What the task requires: Write out the entries, please, from the line containing "the shirt collar" through their final line, exactly and with nothing else.

--------------------

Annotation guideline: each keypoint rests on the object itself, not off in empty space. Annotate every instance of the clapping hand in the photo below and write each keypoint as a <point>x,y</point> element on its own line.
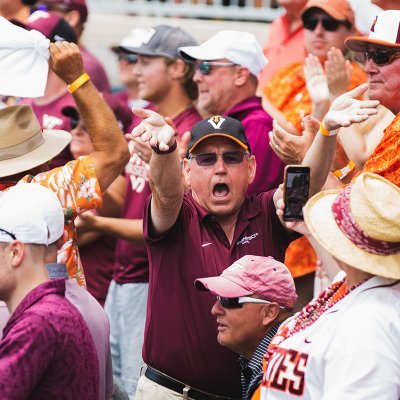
<point>153,129</point>
<point>346,109</point>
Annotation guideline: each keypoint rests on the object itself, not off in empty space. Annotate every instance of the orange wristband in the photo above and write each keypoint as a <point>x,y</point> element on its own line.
<point>325,131</point>
<point>342,173</point>
<point>77,83</point>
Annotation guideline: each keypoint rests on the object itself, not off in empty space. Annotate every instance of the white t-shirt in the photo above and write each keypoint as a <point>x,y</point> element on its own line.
<point>351,352</point>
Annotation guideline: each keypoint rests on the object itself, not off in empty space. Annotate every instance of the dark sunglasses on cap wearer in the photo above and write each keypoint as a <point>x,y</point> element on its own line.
<point>128,57</point>
<point>229,157</point>
<point>237,302</point>
<point>328,23</point>
<point>205,67</point>
<point>382,57</point>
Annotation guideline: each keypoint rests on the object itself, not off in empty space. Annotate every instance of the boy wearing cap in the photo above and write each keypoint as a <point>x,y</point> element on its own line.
<point>227,66</point>
<point>46,351</point>
<point>254,296</point>
<point>76,13</point>
<point>199,234</point>
<point>163,76</point>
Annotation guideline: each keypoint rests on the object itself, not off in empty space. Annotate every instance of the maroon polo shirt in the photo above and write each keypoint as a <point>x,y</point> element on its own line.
<point>257,123</point>
<point>47,352</point>
<point>180,334</point>
<point>50,117</point>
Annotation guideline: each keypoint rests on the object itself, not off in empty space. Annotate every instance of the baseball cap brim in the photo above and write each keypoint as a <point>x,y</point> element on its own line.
<point>202,52</point>
<point>54,142</point>
<point>226,135</point>
<point>221,286</point>
<point>359,43</point>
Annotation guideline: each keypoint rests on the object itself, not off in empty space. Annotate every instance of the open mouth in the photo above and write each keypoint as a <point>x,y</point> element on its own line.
<point>220,190</point>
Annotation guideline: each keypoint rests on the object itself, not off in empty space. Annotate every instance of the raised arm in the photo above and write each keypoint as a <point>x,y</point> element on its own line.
<point>110,149</point>
<point>165,170</point>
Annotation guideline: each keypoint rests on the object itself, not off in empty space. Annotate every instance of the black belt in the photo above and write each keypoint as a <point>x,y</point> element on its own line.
<point>178,387</point>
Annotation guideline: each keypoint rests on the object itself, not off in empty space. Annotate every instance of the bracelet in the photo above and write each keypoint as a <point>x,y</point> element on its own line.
<point>342,173</point>
<point>325,131</point>
<point>77,83</point>
<point>170,150</point>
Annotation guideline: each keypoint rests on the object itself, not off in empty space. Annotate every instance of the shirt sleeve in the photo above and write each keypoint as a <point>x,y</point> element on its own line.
<point>25,353</point>
<point>363,361</point>
<point>75,184</point>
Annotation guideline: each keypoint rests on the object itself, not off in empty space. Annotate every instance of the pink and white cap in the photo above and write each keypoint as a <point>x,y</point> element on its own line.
<point>385,31</point>
<point>264,277</point>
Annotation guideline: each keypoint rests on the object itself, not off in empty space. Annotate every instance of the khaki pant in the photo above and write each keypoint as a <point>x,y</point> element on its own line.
<point>149,390</point>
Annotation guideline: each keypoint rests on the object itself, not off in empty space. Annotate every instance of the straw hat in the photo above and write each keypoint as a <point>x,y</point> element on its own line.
<point>373,208</point>
<point>23,144</point>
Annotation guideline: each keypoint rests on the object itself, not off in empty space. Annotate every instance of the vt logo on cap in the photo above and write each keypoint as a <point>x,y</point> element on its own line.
<point>216,121</point>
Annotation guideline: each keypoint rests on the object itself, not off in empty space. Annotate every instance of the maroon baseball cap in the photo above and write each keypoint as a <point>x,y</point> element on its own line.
<point>69,5</point>
<point>264,277</point>
<point>51,25</point>
<point>121,111</point>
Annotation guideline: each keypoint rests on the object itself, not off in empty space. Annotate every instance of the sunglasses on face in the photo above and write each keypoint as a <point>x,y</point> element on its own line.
<point>237,302</point>
<point>382,57</point>
<point>229,157</point>
<point>205,67</point>
<point>8,233</point>
<point>328,23</point>
<point>129,58</point>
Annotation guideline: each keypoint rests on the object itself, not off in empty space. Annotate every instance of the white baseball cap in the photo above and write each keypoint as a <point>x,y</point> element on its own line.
<point>238,47</point>
<point>31,213</point>
<point>385,31</point>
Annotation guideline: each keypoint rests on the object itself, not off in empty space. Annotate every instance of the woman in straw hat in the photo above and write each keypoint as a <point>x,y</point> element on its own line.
<point>345,344</point>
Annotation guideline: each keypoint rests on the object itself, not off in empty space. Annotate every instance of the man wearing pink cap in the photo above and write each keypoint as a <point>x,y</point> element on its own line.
<point>254,296</point>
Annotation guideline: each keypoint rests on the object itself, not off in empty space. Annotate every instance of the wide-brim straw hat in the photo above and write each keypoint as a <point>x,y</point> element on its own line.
<point>23,144</point>
<point>375,206</point>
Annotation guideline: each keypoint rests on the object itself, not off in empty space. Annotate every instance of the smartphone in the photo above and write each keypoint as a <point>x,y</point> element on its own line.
<point>296,189</point>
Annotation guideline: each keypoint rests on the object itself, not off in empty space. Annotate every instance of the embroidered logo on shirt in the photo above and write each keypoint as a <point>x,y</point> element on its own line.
<point>216,121</point>
<point>247,239</point>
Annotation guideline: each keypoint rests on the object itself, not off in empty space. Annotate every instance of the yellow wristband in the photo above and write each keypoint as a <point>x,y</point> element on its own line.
<point>77,83</point>
<point>325,131</point>
<point>342,173</point>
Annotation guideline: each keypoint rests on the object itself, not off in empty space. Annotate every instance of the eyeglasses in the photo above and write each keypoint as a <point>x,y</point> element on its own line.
<point>229,157</point>
<point>382,57</point>
<point>205,67</point>
<point>128,57</point>
<point>328,23</point>
<point>237,302</point>
<point>9,234</point>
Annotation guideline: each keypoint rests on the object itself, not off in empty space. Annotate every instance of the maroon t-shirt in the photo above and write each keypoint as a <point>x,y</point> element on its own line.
<point>181,334</point>
<point>50,117</point>
<point>47,351</point>
<point>95,70</point>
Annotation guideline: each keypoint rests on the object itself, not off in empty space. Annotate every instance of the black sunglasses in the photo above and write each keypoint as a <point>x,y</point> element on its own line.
<point>328,23</point>
<point>9,234</point>
<point>205,67</point>
<point>128,57</point>
<point>229,157</point>
<point>382,57</point>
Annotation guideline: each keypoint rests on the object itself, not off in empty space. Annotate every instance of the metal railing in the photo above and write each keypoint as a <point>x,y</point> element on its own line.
<point>242,10</point>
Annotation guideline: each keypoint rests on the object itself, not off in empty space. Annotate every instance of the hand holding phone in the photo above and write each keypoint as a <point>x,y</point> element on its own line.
<point>296,188</point>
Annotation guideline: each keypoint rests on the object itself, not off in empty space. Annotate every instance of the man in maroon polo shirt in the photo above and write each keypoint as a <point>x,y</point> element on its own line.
<point>201,233</point>
<point>46,351</point>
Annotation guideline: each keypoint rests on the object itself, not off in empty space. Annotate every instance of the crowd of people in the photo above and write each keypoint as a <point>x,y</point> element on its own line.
<point>144,252</point>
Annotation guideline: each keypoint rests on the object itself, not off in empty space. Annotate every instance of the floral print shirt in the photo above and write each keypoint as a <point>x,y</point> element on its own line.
<point>78,190</point>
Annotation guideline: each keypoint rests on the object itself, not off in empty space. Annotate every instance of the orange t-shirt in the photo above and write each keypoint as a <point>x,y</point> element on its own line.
<point>287,91</point>
<point>78,190</point>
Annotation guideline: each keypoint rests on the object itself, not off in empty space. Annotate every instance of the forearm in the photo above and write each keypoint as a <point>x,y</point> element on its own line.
<point>121,228</point>
<point>320,158</point>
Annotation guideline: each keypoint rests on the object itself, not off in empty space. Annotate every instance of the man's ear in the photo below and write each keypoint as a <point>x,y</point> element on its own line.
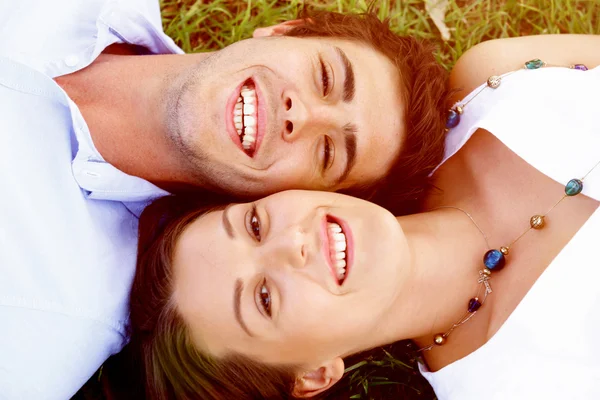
<point>277,30</point>
<point>311,383</point>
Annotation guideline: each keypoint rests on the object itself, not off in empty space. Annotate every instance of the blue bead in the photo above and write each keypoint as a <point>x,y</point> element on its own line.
<point>453,119</point>
<point>534,64</point>
<point>494,260</point>
<point>474,305</point>
<point>574,187</point>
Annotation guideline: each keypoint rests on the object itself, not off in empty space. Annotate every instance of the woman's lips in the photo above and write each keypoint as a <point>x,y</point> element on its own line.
<point>337,247</point>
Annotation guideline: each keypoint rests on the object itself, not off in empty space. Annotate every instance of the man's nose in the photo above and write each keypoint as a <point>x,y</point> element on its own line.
<point>303,118</point>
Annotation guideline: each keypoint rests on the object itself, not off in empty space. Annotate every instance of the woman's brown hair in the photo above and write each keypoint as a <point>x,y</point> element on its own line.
<point>161,361</point>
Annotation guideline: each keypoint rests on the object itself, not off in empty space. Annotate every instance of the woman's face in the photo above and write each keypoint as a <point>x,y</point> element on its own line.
<point>267,279</point>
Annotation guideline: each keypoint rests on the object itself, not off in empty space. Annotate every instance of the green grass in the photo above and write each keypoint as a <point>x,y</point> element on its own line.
<point>198,25</point>
<point>203,25</point>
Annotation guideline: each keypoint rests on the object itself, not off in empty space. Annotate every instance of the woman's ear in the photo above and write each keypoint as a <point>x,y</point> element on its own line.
<point>277,30</point>
<point>311,383</point>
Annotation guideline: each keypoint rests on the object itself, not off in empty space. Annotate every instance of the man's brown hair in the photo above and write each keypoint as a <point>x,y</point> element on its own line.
<point>424,87</point>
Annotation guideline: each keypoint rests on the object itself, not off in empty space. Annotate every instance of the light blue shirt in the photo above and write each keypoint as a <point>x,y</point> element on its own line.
<point>68,219</point>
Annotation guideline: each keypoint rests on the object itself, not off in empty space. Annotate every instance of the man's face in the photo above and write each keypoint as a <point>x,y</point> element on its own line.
<point>269,114</point>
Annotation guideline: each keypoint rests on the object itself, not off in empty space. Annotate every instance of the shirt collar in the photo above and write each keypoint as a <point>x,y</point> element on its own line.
<point>98,179</point>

--------------------

Solution for this problem:
Annotation guideline: each keypoint rests on the object itself, not off in empty space. Annotate every instance of the shirt collar in the photo above and write each keypoint as a <point>x,y</point> element on its own line.
<point>98,179</point>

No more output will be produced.